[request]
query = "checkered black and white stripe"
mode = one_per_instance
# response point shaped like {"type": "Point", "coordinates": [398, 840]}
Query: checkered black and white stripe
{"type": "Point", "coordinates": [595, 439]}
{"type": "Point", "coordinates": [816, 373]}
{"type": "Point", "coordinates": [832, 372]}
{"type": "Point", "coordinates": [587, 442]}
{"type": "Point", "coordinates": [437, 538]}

════════════════════

## Task details
The data above must be returned in full, exactly as written.

## Result of this task
[request]
query = "checkered black and white stripe"
mode = one_per_instance
# response point shaped like {"type": "Point", "coordinates": [398, 840]}
Query: checkered black and white stripe
{"type": "Point", "coordinates": [595, 439]}
{"type": "Point", "coordinates": [816, 373]}
{"type": "Point", "coordinates": [832, 372]}
{"type": "Point", "coordinates": [587, 442]}
{"type": "Point", "coordinates": [437, 538]}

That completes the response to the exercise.